• _Material provided_:
▼

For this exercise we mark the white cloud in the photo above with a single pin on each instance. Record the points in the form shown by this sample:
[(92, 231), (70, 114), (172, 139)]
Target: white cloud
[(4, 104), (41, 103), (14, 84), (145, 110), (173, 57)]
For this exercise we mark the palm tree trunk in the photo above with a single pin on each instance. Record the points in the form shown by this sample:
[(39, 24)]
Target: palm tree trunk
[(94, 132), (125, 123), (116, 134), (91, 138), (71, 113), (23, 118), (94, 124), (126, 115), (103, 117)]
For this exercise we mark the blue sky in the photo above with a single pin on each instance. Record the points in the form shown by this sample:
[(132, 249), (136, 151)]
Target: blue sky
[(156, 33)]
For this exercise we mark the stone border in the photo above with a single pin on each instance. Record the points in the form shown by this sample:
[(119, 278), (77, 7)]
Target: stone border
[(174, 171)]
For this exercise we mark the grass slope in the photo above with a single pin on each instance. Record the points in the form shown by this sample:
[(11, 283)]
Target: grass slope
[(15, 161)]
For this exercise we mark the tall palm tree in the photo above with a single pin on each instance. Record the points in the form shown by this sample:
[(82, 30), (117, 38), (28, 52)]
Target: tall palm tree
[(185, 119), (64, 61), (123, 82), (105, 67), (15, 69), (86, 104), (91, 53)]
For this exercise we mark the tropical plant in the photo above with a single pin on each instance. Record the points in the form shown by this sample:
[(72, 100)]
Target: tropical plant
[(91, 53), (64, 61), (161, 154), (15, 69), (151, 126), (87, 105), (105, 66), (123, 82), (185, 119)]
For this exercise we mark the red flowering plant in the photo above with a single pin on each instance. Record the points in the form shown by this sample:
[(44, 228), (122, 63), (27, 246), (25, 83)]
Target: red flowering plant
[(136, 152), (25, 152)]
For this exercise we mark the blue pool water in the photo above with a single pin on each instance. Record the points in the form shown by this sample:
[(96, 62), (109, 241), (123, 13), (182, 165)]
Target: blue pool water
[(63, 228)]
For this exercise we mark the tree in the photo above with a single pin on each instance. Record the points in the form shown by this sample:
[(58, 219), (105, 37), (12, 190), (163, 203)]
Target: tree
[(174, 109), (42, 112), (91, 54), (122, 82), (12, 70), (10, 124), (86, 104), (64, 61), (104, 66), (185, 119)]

▲

• _Prompt_: Reproduce the records exactly, keeping every line.

• _Result of the task_:
For this exercise we mark the white cloud in the photo above with a single pin on each instance. Record the points in the form shown by this sample:
[(92, 231), (70, 114), (172, 139)]
Target: white cloud
[(4, 104), (41, 103), (14, 84), (145, 110), (173, 57)]
For this exercise we mark the palm tree trunk in the photo above with a single pin on each instance. Record the points in the form shown by this sample:
[(39, 24)]
Target: palm tree trunk
[(94, 132), (125, 123), (116, 134), (91, 138), (71, 113), (23, 118), (94, 124), (126, 115), (103, 117)]
For this exercise we mark the blue sky in the photo above with a single pin on each instance. Record the points in the form shown by this sample:
[(132, 249), (136, 151)]
Target: blue sky
[(156, 33)]
For this exercise we mark the stone border in the photo above with a single pin on each instance. Record the points in the form shown by this sample:
[(119, 278), (77, 7)]
Target: stone border
[(174, 171)]
For this exercise we mark the grass slope in the photo above with a single pin on each instance. Record the points in the form shown by this sample:
[(11, 283)]
Target: grass slope
[(15, 161)]
For this exercise we mark the tall palm tree in the photo above with a single pin on each instance. Record the points in the form shown by this sample:
[(82, 30), (117, 38), (28, 52)]
Target: tall palm tree
[(185, 119), (64, 61), (123, 82), (105, 67), (15, 69), (86, 104), (91, 53)]
For this exercise we mark the tropical plant in the photo above with a single pin on each instance. Record the points in the form shown by this sample:
[(72, 100)]
Target: tropical plant
[(91, 53), (64, 61), (161, 154), (15, 69), (151, 126), (87, 105), (105, 66), (123, 82), (185, 119)]
For this exercise we mark the red flowering plant in the photo above with a single pin on each instance. Record the points in the form shown by this sample:
[(44, 228), (122, 63), (27, 246), (25, 83)]
Target: red flowering plant
[(136, 152), (25, 152)]
For this exercise we mark the blue pool water in the photo above with a single pin on each instance. Record the points in the form shown by this sample:
[(96, 62), (109, 241), (123, 13), (182, 165)]
Target: blue pool water
[(63, 228)]
For this exercise we mark the tree in the photo above with a single pin on each instance. Record the points in the form shown by this sample:
[(58, 219), (105, 37), (12, 190), (163, 203)]
Target: tree
[(174, 109), (42, 112), (91, 54), (122, 82), (12, 70), (10, 124), (86, 104), (64, 61), (104, 66), (185, 119)]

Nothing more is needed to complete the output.